## Written task 1
Answer these questions from the passage on StarRocks parameters:
(a) What example value is given for the AWS S3 region?
(b) When must aws.s3.access_key be specified?
(c) From which version does StarRocks support the periodic metadata refresh strategy?

## Selected passage
- - -
Required: Yes Description: The region in which your AWS S3 bucket resides. Example: us-west-1.

aws.s3.access_key

Required: No Description: The access key of your IAM user. If you use the IAM user-based authentication method to access AWS S3, you must specify this parameter.

aws.s3.secret_key

Required: No Description: The secret key of your IAM user. If you use the IAM user-based authentication method to access AWS S3, you must specify this parameter.

For information about how to choose an authentication method for accessing AWS S3 and how to configure an access control policy in AWS IAM Console, see Authentication parameters for accessing AWS S3.

MetadataUpdateParams

A set of parameters about how StarRocks update the cache of the Iceberg metadata. This parameter set is optional.

From v3.3.3 onwards, StarRocks supports the periodic metadata refresh strategy. In most cases, you can ignore MetadataUpdateParams and do not need to tune the policy parameters in it, because the default values of these parameters already provide you with an out-of-the-box performance. You can adjust the Iceberg metadata caching plan using the system variable plan_mode.

ParameterDefaultDescription
enable_iceberg_metadata_cachetrueWhether to cache Iceberg-related metadata, including Table Cache, Partition Name Cache, and the Data File Cache and Delete Data File Cache in Manifest.
iceberg_manifest_cache_with_column_statisticsfalseWhether to cache the statistics of columns.
iceberg_manifest_cache_max_num100000The maximum number of Manifest files that can be cached.
- - -
## Data rows

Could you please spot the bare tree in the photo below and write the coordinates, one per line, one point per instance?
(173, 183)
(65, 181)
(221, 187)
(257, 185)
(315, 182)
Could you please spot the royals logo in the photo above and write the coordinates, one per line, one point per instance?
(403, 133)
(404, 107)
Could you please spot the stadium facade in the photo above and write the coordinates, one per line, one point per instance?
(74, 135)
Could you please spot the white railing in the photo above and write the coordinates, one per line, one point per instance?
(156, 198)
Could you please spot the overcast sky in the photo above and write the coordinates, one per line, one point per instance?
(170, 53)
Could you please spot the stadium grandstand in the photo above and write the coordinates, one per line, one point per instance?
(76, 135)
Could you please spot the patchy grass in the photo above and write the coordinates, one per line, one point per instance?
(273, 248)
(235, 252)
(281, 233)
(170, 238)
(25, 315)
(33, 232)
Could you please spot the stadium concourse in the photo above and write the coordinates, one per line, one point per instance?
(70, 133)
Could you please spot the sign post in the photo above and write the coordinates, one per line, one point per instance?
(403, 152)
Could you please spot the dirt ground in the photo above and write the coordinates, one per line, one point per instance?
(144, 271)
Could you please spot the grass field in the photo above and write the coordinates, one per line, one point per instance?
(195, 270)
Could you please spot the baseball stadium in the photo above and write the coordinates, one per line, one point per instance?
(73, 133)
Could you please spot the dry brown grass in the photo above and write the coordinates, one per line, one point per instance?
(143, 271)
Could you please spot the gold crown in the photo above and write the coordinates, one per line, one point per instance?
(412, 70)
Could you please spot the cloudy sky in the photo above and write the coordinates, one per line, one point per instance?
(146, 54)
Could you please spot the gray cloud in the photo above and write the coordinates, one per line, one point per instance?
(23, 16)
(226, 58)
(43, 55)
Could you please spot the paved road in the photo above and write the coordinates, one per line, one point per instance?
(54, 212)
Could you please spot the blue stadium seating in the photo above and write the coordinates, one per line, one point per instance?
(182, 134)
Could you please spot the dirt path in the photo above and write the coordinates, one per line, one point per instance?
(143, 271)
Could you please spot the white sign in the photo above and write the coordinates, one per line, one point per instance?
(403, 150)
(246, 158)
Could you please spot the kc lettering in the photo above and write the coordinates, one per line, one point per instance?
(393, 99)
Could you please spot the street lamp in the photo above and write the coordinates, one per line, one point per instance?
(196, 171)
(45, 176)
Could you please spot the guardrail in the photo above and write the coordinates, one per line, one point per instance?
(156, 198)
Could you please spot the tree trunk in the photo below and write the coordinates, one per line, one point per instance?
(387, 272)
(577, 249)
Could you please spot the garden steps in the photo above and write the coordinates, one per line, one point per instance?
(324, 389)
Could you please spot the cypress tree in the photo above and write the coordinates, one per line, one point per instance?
- - -
## Written task 2
Please rewrite the records starting at the line containing "Could you please spot the white sign" and ending at the end of the records, with "coordinates" replaced by "positions" and nothing else changed.

## Final answer 1
(a) us-west-1
(b) If you use the IAM user-based authentication method to access AWS S3.
(c) v3.3.3

## Final answer 2
Could you please spot the white sign in the photo above and write the positions, one per line, one point per instance?
(403, 150)
(246, 158)
Could you please spot the kc lettering in the photo above and write the positions, one per line, one point per instance?
(393, 99)
Could you please spot the street lamp in the photo above and write the positions, one per line, one point per instance?
(196, 171)
(45, 176)
Could you please spot the guardrail in the photo above and write the positions, one per line, one point per instance?
(156, 198)
Could you please spot the tree trunk in the photo below and write the positions, one per line, one point per instance?
(387, 272)
(577, 249)
Could you please spot the garden steps in the photo above and write the positions, one per line, one point per instance?
(324, 389)
Could you please spot the cypress tree in the photo above and write the positions, one per line, one point per instance?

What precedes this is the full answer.